THE PROBLEM:
Write out the listing below word for word, with every line unchanged and in the same order.

MATERIAL SUPPLIED:
________________
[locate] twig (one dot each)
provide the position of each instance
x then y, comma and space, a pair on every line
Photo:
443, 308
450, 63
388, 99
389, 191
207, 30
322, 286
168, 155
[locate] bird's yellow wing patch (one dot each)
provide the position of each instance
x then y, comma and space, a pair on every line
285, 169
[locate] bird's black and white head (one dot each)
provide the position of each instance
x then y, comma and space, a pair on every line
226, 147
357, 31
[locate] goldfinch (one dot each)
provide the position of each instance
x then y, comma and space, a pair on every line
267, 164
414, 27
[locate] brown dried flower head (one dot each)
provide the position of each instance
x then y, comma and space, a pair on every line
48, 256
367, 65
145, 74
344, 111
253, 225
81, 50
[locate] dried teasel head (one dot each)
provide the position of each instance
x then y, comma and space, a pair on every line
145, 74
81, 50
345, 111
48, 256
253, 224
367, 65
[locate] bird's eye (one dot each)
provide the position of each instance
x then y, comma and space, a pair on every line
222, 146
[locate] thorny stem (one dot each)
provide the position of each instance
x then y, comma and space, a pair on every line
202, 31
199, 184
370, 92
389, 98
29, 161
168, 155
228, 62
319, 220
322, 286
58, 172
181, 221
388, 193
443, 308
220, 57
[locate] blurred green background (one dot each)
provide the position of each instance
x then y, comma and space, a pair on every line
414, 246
________________
ANSWER TO THE EXERCISE:
[locate] twig (one dot each)
provide the position of each instance
x then y, comma and space, a pair on every line
Photo:
443, 308
450, 63
388, 99
389, 191
207, 30
322, 286
168, 155
[locate] bird's yellow wing patch (one dot each)
provide the position of each instance
x then y, comma and space, a pair on every line
285, 169
[locate] bird's black and white head (one dot each)
provide the position of each instance
x then y, comma and space, a pair on every line
226, 147
357, 31
[locate] goldfinch (one dot each)
provide the position of each instance
x then y, comma and space, a pair on every line
267, 164
414, 27
[locate] brown dried flower head (one dot each)
provide the position of each instance
x then y, comma and space, a pair on every line
48, 256
367, 65
145, 74
344, 111
253, 225
81, 50
[locate] dried teasel head (one dot each)
provide the position of each instance
x then y, comma and space, a pair on every line
145, 74
81, 50
345, 111
48, 256
253, 224
367, 65
[locate] bird's eye (one dot each)
provide the position of each instance
x then y, comma and space, a pair on every line
222, 146
[locate] thorny stem (one dot each)
provide the position of each instance
x then y, comma and space, a pair on every line
202, 31
199, 184
370, 92
389, 98
29, 161
168, 155
228, 62
319, 220
322, 286
58, 172
181, 221
388, 193
443, 308
220, 57
[locate] blurred green background (one dot each)
provide the position of each instance
x then y, comma and space, a pair on every line
414, 246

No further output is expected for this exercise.